**DATA FOR THIS EXERCISE**

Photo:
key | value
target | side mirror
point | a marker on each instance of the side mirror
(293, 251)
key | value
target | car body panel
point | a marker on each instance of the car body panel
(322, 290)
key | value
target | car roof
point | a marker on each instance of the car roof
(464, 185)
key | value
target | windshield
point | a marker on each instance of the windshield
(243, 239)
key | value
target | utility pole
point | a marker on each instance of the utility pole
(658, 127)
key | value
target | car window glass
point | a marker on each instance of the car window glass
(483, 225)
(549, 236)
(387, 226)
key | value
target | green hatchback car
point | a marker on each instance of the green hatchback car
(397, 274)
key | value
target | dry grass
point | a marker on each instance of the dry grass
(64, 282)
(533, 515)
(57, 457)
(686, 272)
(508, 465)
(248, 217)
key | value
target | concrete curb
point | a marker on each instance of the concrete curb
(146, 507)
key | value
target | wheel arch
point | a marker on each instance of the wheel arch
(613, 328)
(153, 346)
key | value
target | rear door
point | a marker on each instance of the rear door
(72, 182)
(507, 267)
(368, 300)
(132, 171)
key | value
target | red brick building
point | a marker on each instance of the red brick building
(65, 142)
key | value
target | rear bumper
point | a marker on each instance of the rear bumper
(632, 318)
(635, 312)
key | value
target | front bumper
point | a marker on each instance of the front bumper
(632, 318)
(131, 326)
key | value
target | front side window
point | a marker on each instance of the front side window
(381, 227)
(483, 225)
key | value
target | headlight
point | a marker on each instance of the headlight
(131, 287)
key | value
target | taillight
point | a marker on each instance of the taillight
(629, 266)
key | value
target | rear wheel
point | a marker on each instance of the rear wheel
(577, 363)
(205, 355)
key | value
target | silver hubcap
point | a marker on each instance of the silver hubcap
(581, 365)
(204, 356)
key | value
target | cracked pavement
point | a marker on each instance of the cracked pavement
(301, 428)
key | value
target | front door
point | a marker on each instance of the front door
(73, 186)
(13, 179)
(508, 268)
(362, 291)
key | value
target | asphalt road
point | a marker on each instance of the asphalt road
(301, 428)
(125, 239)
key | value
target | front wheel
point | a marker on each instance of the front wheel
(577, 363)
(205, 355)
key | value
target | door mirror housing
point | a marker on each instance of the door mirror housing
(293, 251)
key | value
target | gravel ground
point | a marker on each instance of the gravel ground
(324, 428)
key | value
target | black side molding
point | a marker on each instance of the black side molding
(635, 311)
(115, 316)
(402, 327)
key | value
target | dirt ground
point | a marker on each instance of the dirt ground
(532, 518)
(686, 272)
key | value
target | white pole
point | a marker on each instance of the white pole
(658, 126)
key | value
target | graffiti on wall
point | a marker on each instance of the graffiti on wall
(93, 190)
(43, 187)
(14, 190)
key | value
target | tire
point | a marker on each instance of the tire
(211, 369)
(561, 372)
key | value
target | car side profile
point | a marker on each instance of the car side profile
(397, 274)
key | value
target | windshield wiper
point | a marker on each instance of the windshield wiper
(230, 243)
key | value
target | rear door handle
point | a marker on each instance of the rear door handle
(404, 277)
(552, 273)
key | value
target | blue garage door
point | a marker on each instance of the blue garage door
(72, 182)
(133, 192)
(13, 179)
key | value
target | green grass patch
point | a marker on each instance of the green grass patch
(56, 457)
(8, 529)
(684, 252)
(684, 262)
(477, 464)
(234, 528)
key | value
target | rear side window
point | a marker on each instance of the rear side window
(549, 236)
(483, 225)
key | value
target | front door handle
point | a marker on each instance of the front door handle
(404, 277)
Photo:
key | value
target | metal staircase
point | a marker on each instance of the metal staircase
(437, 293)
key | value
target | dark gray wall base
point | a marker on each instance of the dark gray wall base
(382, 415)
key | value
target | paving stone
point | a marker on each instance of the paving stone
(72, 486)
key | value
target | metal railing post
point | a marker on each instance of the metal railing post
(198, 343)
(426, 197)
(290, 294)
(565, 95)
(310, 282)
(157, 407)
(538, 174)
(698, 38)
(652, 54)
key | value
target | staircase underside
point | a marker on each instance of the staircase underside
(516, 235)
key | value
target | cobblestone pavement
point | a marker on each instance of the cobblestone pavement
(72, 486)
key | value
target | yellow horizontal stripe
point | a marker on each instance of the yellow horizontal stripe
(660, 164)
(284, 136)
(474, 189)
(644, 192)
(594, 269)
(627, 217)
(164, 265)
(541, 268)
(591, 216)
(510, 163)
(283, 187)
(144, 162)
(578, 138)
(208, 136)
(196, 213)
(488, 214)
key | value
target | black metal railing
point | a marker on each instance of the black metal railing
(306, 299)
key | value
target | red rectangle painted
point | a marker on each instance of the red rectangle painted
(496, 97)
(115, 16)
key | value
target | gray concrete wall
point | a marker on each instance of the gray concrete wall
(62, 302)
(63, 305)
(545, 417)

**EXERCISE INSTRUCTIONS**
How many lines in the entries above contain the string "housing"? Case matters, and the reply should be the number alone.

**OUTPUT OF THE EXERCISE**
2